● Task description:
Answer these questions about the committee hearing transcript below:
(a) What reason does Kitty Ussher give for arriving late?
(b) What range does the Report give for the number of failed asylum applicants in Britain?
(c) What does Sir John Gieve hope to be doing within months, as Kitty Ussher restates it in Q123?

● Excerpt to read:
## BEGIN
Examination of Witnesses (Questions 120
- 139)
WEDNESDAY 26 OCTOBER 2005
HOME OFFICE
AND IMMIGRATION
AND NATIONALITY
DIRECTORATE
Q120 Kitty Ussher: I must start by
apologising for being late. My whips required me to vote elsewhere
and as frightened as I am of you, Chairman, I am afraid I am more
frightened of them. I hope I will not repeat points which have
already been explored. Sir John, how many failed asylum applicants
are currently in Britain?
Sir John Gieve: As the Report
says, we do not have a definite figure for that. The Report puts
it somewhere between 155,000 and 283,000. We know it is less than
the top of that range, we think it may be 50,000 less, but we
have not got a definite number.
Q121 Kitty Ussher: That figure you
just quoted is in the Report as of May 2004, and you will agree
it is correct that by June 2005 the top number of that estimate
had risen, and you believe that is approximately accurate?
Sir John Gieve: It has gone up
a bit since then because we have not removed as many people as
have come in.
Q122 Kitty Ussher: Since June 2005?
Sir John Gieve: No, I was saying
since the 283,000 figure.
Q123 Kitty Ussher: You said in an
answer a few minutes ago to one of my colleagues that within months
you hope to be removing more than are coming in, which means,
therefore, that you are not doing that at the moment, so presumably
the top end of the numbers has risen even higher since June 2005,
is that right?
Sir John Gieve: Yes, it is still
rising.
Q124 Kitty Ussher: Within months
you hope it will equalise and then, presumably, start to fall?
Sir John Gieve: That is right.
## END
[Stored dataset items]
## BEGIN
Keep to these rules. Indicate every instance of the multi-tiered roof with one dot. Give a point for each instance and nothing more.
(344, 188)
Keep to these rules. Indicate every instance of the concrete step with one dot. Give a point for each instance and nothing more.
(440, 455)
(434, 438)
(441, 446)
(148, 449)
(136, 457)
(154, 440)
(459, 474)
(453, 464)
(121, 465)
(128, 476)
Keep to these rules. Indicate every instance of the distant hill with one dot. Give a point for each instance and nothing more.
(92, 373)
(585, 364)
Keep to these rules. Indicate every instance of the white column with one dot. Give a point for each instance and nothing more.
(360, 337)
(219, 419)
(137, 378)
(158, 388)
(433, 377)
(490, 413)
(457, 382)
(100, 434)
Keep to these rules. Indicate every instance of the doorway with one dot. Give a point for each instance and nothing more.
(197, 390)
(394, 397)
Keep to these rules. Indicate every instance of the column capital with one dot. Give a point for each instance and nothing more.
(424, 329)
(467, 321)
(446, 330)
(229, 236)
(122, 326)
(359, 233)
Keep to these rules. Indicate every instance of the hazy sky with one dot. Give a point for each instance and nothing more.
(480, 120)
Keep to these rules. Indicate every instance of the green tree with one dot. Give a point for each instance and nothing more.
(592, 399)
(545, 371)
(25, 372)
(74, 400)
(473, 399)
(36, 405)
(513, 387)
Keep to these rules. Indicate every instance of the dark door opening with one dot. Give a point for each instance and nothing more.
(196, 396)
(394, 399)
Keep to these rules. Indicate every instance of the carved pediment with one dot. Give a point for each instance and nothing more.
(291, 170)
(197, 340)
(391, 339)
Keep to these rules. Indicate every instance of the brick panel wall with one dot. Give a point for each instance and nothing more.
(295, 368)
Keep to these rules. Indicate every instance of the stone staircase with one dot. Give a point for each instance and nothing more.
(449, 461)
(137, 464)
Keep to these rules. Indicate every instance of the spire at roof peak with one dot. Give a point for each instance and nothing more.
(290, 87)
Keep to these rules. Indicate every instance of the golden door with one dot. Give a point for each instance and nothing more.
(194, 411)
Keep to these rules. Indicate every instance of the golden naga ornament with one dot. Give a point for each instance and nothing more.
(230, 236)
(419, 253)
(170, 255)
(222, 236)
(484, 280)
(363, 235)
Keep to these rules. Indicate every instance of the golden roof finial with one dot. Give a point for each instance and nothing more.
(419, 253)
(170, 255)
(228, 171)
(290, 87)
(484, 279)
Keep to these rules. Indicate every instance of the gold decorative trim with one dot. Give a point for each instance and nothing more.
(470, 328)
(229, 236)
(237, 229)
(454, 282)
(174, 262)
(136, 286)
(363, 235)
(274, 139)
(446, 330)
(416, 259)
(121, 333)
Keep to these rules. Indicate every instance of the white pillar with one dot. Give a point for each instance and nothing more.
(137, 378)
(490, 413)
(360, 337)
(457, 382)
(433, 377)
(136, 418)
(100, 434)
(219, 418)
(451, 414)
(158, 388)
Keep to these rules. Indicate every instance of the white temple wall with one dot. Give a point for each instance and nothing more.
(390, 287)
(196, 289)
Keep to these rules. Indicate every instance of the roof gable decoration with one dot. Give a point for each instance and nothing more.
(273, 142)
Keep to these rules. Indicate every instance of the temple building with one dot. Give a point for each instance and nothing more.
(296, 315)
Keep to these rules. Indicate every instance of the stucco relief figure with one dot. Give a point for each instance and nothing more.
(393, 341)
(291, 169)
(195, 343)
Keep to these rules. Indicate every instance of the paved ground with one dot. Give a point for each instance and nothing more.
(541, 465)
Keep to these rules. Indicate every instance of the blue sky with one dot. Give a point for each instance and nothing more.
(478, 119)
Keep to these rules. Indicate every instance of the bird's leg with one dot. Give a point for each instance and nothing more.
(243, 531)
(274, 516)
## END
● Full answer:
(a) Her whips required her to vote elsewhere.
(b) Between 155,000 and 283,000.
(c) Removing more people than are coming in.